==== Text section

I have been asked to comment on what the main differences are between ‘Soviet’ and ‘American’ gymnastics.  In this article I will attempt to provide as concise an understanding of my perceptions of this complex question as I can.  Later, I will consider the process of change and its outcomes in terms of the form of the sport practiced today.  To begin with, however, I will outline some of the general and more recent history, in order to contextualise the question.



Gymnastics goes back to the time of the Ancient Greeks.  It is only relatively recently that the globalised phenomenon of artistic gymnastics has emerged and become popularised, by means of the mass media and, in the case of the Soviet Union, a political imperative.  Artistic gymnastics is not the only competitive form of this sport, which has its origins in display, recreational, health and fitness and military.  Rhythmic gymnastics, acrobatics and trampoline are all contested at World and European level.   Each branch of the sport is in a constant state of flux.

========

▶ [What this exercise asks]:
A) Using the article on Soviet and American gymnastics, answer each question:
(i) What has the author been asked to comment on?
(ii) Which competitive forms of gymnastics, other than artistic gymnastics, are contested at World and European level?
(iii) By what means has artistic gymnastics been popularized?
B) Write out the passage of the article on Soviet and American gymnastics from "I have been" up to and including "contextualise the question.", preserving its wording precisely.
C) Continue the article on Soviet and American gymnastics, beginning after its last sentence.
The rows play no part in this work.

==== Listed entries

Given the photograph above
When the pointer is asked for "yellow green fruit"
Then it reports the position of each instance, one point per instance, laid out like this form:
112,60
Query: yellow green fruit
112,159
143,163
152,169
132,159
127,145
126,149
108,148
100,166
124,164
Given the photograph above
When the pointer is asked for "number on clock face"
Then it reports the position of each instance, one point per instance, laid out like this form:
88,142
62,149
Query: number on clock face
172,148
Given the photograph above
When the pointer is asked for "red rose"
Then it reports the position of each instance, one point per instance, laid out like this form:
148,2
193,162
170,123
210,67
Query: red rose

========

▶ [Answers to the tasks]:
A)
(i) The main differences between "Soviet" and "American" gymnastics.
(ii) Rhythmic gymnastics, acrobatics and trampoline.
(iii) By the mass media and, in the case of the Soviet Union, a political imperative.

B)
I have been asked to comment on what the main differences are between ‘Soviet’ and ‘American’ gymnastics.  In this article I will attempt to provide as concise an understanding of my perceptions of this complex question as I can.  Later, I will consider the process of change and its outcomes in terms of the form of the sport practiced today.  To begin with, however, I will outline some of the general and more recent history, in order to contextualise the question.

C)
When we speak of the ‘American’ and ‘Soviet’ eras we are in fact describing globalised forms of the sport predominant during the Soviet and post-Soviet eras rather than nationally delineating a competition between the two countries.  The words 'American' and 'Soviet' are used here as labels to loosely describe a particular form of the sport.  The choice of words indicates some of the power dynamics prevalent during the different eras of the sport.  Just as Soviet gymnastics became globalised during the 1960s, 1970s and 1980s, so has 'American' gymnastics gradually been embraced by the world since the fall of the Soviet Union in 1991.  Gymnastics produced by America during the Soviet era and by Russia during the American era are equally influenced by the predominant sporting form of the time.  (I use Russia as an example here as they are the main inheritors of the Soviet Union’s sporting legacy.)  We are essentially speaking of two different sporting forms that have evolved from the same tradition, but which are responding to different conditions.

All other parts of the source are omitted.